• **WHAT TO PRODUCE**
Rewrite only the lines starting at the one containing "Would you mind pointing at the snow-covered bush" and ending at the one containing "column 225, row 162", with "bush" changed to "shrub" and nothing else altered.

• **DATASET EXTRACT**

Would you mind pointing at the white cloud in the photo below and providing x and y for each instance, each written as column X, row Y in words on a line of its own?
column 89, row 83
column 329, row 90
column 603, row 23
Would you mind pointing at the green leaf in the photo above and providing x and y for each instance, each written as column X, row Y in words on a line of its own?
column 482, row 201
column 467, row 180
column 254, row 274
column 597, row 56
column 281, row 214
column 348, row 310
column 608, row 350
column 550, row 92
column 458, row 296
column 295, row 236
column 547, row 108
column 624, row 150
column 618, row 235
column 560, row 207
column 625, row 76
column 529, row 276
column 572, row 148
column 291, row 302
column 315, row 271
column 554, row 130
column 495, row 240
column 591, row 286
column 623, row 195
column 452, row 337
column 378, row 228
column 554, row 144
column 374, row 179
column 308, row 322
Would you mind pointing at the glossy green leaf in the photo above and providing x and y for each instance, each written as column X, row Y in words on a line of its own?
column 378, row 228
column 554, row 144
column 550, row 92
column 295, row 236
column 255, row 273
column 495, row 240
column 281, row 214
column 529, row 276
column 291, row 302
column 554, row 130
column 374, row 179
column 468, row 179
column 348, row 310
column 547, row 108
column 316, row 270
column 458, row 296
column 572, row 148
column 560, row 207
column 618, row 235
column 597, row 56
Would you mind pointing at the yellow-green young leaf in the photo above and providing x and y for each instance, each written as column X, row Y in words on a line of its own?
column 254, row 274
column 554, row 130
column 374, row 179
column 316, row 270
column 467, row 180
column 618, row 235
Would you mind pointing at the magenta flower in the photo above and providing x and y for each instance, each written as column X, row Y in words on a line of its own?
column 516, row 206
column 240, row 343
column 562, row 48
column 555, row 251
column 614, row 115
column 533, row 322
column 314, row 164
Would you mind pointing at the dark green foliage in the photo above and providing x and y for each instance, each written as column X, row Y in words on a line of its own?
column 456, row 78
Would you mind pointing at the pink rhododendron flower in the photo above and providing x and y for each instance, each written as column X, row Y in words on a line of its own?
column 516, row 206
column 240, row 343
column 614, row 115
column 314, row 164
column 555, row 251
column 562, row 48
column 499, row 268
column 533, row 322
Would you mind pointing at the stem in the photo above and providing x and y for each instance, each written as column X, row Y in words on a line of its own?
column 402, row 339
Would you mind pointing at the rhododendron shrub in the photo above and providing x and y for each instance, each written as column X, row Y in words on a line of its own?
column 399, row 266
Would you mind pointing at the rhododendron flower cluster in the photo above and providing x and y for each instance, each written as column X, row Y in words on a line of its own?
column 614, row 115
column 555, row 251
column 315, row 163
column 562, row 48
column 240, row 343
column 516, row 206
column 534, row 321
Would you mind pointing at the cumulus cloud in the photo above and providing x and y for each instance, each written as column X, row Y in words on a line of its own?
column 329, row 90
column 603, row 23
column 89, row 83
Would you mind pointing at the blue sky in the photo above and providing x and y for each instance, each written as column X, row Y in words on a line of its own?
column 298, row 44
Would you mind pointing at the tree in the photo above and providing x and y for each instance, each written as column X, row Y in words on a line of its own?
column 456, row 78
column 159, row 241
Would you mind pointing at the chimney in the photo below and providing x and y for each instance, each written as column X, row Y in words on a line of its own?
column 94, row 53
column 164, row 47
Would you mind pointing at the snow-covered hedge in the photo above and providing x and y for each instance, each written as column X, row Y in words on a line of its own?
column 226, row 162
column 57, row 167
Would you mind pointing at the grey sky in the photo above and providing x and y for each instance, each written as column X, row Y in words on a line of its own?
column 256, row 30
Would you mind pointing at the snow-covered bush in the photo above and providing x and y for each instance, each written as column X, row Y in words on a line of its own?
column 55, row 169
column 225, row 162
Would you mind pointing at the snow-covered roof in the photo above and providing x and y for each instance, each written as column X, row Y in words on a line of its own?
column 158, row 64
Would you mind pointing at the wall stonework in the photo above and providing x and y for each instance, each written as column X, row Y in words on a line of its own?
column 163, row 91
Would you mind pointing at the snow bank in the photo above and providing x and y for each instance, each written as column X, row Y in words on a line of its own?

• **RESULT OF THIS TASK**
Would you mind pointing at the snow-covered shrub in the photo above and providing x and y for each instance, each written as column X, row Y in words on a line of its own?
column 55, row 169
column 225, row 162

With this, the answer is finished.